* Activity: Your output should contain every record, unchanged.

(Data extracted from a collection)
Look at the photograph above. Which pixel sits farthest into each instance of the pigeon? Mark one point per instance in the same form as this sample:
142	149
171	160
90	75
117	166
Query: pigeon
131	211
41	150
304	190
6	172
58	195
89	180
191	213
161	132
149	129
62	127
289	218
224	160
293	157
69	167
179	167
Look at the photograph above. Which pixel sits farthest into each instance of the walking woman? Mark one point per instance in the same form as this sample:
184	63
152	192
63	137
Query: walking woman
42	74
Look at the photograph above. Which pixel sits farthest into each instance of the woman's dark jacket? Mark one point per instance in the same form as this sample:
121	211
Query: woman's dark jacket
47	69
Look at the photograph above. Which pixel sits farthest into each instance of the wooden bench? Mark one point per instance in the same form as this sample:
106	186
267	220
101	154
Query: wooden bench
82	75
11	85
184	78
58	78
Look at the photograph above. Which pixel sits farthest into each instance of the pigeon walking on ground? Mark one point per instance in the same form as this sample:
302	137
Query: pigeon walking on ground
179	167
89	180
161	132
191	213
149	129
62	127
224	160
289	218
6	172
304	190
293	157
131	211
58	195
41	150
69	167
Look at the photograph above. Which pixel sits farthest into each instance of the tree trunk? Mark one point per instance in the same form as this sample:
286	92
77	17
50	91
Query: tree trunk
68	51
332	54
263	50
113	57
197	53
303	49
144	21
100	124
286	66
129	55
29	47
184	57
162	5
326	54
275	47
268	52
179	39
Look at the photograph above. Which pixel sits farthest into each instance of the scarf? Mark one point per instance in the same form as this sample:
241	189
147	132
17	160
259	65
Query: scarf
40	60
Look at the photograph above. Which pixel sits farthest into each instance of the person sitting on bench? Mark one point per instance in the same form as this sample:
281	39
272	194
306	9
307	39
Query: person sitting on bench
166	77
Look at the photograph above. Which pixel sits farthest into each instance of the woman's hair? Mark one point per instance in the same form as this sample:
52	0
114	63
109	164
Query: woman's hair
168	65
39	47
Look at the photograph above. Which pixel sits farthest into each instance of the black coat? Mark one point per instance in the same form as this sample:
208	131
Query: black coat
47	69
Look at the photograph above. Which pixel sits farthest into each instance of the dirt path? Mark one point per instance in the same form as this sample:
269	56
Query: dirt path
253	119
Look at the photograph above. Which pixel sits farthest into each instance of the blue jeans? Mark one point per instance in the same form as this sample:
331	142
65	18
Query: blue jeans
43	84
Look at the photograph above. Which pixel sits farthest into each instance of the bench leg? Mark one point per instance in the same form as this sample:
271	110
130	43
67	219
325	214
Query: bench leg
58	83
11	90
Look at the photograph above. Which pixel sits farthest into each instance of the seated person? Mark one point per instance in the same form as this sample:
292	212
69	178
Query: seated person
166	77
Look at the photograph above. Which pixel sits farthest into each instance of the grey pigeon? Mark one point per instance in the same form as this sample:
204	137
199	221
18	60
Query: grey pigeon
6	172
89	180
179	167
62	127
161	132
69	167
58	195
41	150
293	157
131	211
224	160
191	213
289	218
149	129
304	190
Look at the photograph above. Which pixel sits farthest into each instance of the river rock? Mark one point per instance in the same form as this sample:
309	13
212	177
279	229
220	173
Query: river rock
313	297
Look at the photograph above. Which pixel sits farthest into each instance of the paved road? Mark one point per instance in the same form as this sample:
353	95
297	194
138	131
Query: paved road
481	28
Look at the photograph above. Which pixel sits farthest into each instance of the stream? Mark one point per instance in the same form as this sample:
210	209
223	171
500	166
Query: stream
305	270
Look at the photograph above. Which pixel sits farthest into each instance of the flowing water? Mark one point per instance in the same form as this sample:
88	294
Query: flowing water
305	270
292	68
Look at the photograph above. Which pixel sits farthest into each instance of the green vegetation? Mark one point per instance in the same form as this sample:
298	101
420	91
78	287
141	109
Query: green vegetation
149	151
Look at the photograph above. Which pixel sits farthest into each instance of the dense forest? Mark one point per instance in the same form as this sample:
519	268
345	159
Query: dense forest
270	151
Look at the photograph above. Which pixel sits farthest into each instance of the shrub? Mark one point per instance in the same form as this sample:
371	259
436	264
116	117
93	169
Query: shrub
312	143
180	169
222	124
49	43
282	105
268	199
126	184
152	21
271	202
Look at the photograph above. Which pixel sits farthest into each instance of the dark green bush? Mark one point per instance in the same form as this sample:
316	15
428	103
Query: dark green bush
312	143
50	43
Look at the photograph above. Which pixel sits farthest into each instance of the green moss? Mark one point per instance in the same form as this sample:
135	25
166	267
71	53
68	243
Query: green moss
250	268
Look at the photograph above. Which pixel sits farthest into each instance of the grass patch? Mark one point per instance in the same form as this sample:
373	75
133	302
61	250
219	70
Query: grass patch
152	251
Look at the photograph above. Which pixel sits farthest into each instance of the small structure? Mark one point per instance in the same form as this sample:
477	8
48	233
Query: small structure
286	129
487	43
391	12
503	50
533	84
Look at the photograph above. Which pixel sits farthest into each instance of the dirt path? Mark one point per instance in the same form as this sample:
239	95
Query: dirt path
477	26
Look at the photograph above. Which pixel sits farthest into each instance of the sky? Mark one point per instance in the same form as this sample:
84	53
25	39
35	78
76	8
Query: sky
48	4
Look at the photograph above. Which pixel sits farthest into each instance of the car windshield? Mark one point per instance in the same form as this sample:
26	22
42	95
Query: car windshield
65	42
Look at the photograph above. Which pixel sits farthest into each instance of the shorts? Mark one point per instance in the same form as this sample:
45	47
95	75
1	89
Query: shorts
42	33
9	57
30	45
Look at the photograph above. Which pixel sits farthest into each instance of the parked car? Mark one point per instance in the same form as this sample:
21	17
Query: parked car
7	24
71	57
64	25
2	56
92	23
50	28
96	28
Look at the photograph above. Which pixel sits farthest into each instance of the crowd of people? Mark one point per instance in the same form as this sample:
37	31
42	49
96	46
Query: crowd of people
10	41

* Result of the task:
Look at the photograph above. Which pixel sits farthest into each instance of the pigeon? Mark one point per instance in the same form as this sample:
142	149
171	160
90	75
117	166
Query: pigeon
131	211
41	150
304	190
6	172
58	195
89	180
191	213
161	132
149	129
62	127
289	218
224	160
293	157
69	167
179	167
Look at the photograph above. Which pixel sits farthest into each instance of the walking woman? Mark one point per instance in the same form as this sample:
184	63
152	192
63	137
Query: walking woman
42	74
Look at the photograph above. Which pixel sits farthest into each instance of the woman's dark jacket? Mark one point per instance in the same form as this sample:
121	211
Query: woman's dark jacket
47	69
Look at the photograph above. Which pixel sits farthest into each instance of the wooden bench? Mark one point per instance in the same form as this sample:
106	186
267	220
101	154
Query: wooden bench
82	75
11	85
184	78
58	78
Look at the photograph above. Which pixel sits farthest into each instance of the pigeon walking on ground? Mark one point per instance in the same form as this sample:
302	137
Query: pigeon walking on ground
179	167
89	180
161	132
191	213
149	129
62	127
224	160
289	218
6	172
304	190
293	157
131	211
58	195
41	150
69	167
Look at the photograph above. Which pixel sits farthest into each instance of the tree trunk? Mark one point per instance in the same form as this sample:
286	92
77	17
50	91
Query: tree trunk
68	51
332	54
263	50
113	57
197	53
303	49
144	21
100	124
286	66
129	55
29	47
184	57
162	5
326	54
275	47
268	52
179	39
Look at the photograph above. Which pixel sits farthest into each instance of the scarf? Mark one point per instance in the same form as this sample:
241	189
147	132
17	160
259	65
Query: scarf
40	60
Look at the photograph above. Which pixel sits farthest into each instance of the person sitting on bench? Mark one point per instance in the same form as this sample:
281	39
272	194
306	9
307	39
Query: person sitting on bench
166	77
Look at the photograph above. Which pixel sits farthest into each instance of the woman's hair? Mark one point per instance in the same form as this sample:
52	0
114	63
109	164
Query: woman's hair
168	65
39	47
Look at the photograph above. Which pixel sits farthest into each instance of the black coat? Mark one point per instance in the same form as this sample:
208	131
Query: black coat
47	69
Look at the photograph above. Which pixel sits farthest into each instance of the dirt path? Mark one point per instance in the same form as this sample:
269	56
Query: dirt path
253	119
Look at the photograph above. Which pixel sits farthest into each instance of the blue jeans? Mark one point per instance in the same form as this sample:
331	142
65	18
Query: blue jeans
43	84
Look at the photograph above. Which pixel sits farthest into each instance of the bench leg? Mark one point per instance in the same form as this sample:
271	110
130	43
67	219
325	214
Query: bench leg
58	83
11	90
Look at the photograph above. Which pixel sits farthest into each instance of the seated person? Mark one point per instance in the same form as this sample:
292	212
69	178
Query: seated person
166	77
Look at the photograph above. Which pixel sits farthest into each instance of the grey pigeon? Mark one point per instance in the same form as this sample:
204	137
199	221
18	60
Query: grey pigeon
6	172
89	180
179	167
62	127
161	132
69	167
58	195
41	150
293	157
131	211
224	160
191	213
289	218
149	129
304	190
Look at the photograph above. Which pixel sits farthest into each instance of the river rock? Mark one point per instance in the same form as this sample:
309	13
212	177
279	229
220	173
Query: river rock
313	297
Look at the photograph above. Which pixel sits farthest into each instance of the paved road? Mark one point per instance in the same form as this sample:
353	95
297	194
138	131
Query: paved road
481	28
Look at the photograph above. Which pixel sits farthest into each instance of the stream? Mark one point per instance in the same form as this sample:
210	209
223	171
500	166
Query: stream
305	270
Look at the photograph above. Which pixel sits farthest into each instance of the flowing water? Mark one point per instance in the same form as this sample:
88	294
Query: flowing water
305	270
292	68
Look at the photograph above. Which pixel sits farthest into each instance of the green vegetation? Mark one point per instance in the same form as this sample:
298	101
420	91
78	287
141	109
Query: green vegetation
149	151
Look at the photograph above. Which pixel sits farthest into each instance of the dense forest? Mark one point per instance in the same form as this sample:
519	268
345	159
Query: dense forest
270	151
Look at the photograph above. Which pixel sits farthest into each instance of the shrub? Mark one point per instance in the same form as this sample:
371	259
436	264
116	117
93	169
Query: shrub
312	143
180	169
222	124
49	43
282	105
268	199
126	184
152	21
271	202
Look at the photograph above. Which pixel sits farthest into each instance of the dark green bush? Mark one point per instance in the same form as this sample:
316	15
428	103
Query: dark green bush
312	143
50	43
Look at the photograph above. Which pixel sits farthest into each instance of the green moss? Mark one point per instance in the same form as this sample:
135	25
166	267
71	53
68	243
Query: green moss
250	268
Look at the photograph above. Which pixel sits farthest into each instance of the grass patch? Mark one point per instance in the same form as this sample:
373	75
133	302
61	250
219	70
Query: grass patch
152	251
Look at the photograph above. Which pixel sits farthest into each instance of the small structure? Mark one point per instance in the same form as this sample:
477	8
48	233
Query: small structure
286	129
487	43
391	12
503	50
533	84
Look at the photograph above. Which pixel sits farthest into each instance of the dirt path? Mark one point per instance in the same form as this sample:
239	95
Query: dirt path
477	26
Look at the photograph above. Which pixel sits farthest into each instance of the sky? Mark one point per instance in the same form as this sample:
84	53
25	39
35	78
76	8
Query: sky
48	4
Look at the photograph above. Which pixel sits farthest into each instance of the car windshield? Mark one point per instance in the same form as this sample:
26	22
42	95
Query: car windshield
65	42
Look at the photograph above. Which pixel sits farthest into each instance of the shorts? Mark one point per instance in the same form as this sample:
45	47
95	75
1	89
Query: shorts
42	33
9	57
30	45
Look at the photograph above. Which pixel sits farthest into each instance of the parked car? Mark one point per instance in the same form as this sample:
21	17
Query: parked car
7	24
71	57
64	25
2	56
92	23
50	28
96	28
Look at the photograph above. Which pixel sits farthest into each instance of the crowd of people? Mark one point per instance in the same form as this sample:
37	31
42	49
96	46
Query: crowd of people
10	41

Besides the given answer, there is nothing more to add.